[WHAT TO PRODUCE] Read the listing below. Then repeat it exactly.

[LISTED RECORDS]
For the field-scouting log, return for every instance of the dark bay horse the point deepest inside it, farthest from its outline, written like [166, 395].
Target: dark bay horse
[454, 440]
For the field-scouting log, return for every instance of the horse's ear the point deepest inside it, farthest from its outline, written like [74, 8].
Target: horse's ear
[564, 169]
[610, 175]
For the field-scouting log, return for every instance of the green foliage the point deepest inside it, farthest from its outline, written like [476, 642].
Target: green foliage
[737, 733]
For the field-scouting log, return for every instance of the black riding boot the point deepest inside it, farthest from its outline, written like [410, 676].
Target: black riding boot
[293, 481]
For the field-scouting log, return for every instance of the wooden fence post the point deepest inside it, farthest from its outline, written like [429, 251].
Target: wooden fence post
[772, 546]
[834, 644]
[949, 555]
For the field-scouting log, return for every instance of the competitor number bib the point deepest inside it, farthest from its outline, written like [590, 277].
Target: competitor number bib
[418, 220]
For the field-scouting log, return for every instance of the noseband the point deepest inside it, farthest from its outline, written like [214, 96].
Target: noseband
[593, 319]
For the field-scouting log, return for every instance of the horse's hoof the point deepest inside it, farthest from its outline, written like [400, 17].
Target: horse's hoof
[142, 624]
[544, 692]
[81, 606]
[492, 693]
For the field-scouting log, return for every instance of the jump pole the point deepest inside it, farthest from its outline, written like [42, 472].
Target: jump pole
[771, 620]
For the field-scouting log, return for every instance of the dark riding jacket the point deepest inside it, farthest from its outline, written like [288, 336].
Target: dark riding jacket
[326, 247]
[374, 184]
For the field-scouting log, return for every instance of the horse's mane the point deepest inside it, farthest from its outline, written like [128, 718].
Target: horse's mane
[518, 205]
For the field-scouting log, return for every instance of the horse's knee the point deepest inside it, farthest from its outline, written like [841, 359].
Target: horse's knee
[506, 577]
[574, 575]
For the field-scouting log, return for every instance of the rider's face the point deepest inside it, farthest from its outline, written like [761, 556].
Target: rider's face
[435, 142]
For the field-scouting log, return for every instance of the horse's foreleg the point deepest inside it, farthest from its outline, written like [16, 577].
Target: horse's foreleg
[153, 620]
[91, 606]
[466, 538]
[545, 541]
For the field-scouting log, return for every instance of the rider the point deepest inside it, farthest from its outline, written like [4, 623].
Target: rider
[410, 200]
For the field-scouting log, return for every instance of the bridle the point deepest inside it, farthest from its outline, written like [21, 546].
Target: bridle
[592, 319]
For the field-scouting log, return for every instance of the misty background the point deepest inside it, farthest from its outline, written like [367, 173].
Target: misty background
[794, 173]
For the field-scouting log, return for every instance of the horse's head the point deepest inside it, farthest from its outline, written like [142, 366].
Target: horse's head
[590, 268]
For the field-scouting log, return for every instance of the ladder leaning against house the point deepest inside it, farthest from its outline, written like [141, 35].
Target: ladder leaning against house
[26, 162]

[WRITTEN ANSWER]
For the field-scouting log, return for every instance of the dark bay horse the point deepest inside it, farthest from its outline, written like [166, 395].
Target: dark bay horse
[454, 440]
For the field-scouting log, return for every instance of the horse's ear the point deepest inside it, farthest from its outline, written like [74, 8].
Target: horse's ear
[564, 169]
[610, 175]
For the field-scouting log, return for every instance of the green foliage the point deepest inside it, farthest from its outline, written like [476, 642].
Target: green foliage
[737, 733]
For the field-scouting log, return for every instance of the black riding boot the point deepest inside it, farthest from its outline, written like [410, 676].
Target: black riding boot
[293, 481]
For the field-scouting log, return for every instance of the wooden fence post the point deepest inside it, farthest from its outline, written like [429, 251].
Target: wooden fence post
[772, 546]
[834, 644]
[949, 555]
For the field-scouting log, return for every instance of the competitor number bib the point deepest inside it, farthest from its outline, written like [590, 277].
Target: competitor number bib
[418, 220]
For the field-scouting log, return for every instance of the noseband the point deepest inside it, farthest from its outline, written like [214, 96].
Target: noseband
[593, 319]
For the field-scouting log, return for every instance of the horse's hoof the point deepest inside it, farthest from its outline, written like [400, 17].
Target: horse's hoof
[142, 624]
[544, 692]
[81, 606]
[492, 693]
For the field-scouting log, return for every instance of the jump pole the point deepest inside it, farthest from its outline, written like [42, 472].
Target: jump pole
[771, 620]
For the field-scouting log, return for every instance of the dark riding jacket the point deepest inside it, farthest from its outline, written like [288, 336].
Target: dark riding jacket
[326, 247]
[374, 184]
For the field-scouting log, return for every instance of the horse's mane the point deepest inside it, farthest from its outline, written like [128, 718].
Target: horse's mane
[518, 205]
For the field-scouting log, return for every instance of the horse's knee the point deepest inside it, farthest from its outline, written like [841, 359].
Target: horse's knee
[506, 577]
[574, 575]
For the field-scouting log, return for every instance of the rider's face the point deepest inside it, farthest from its outline, written like [761, 556].
Target: rider's face
[435, 142]
For the field-scouting log, return for every instance of the horse's foreleg the point deepest inside it, farthest from its outline, written like [16, 577].
Target: horse's foreleg
[153, 620]
[91, 606]
[466, 538]
[545, 541]
For the field-scouting log, return for every instance of the rider the point deepest inside it, farthest from its outline, written like [4, 623].
Target: rider
[410, 200]
For the field-scouting log, return for every instance of the bridle the point deepest inside it, farthest from its outline, written like [21, 546].
Target: bridle
[592, 319]
For the field-scouting log, return for every instance of the misty background the point deepest inside it, farthest from its outline, written like [367, 173].
Target: misty background
[794, 173]
For the field-scouting log, return for every instance of the horse's head the point deepest inside it, farthest from its outline, written like [142, 366].
Target: horse's head
[590, 268]
For the field-scouting log, return for every instance of the ladder leaning against house the point deepest inside it, farthest from its outline, written like [141, 35].
Target: ladder leaning against house
[26, 162]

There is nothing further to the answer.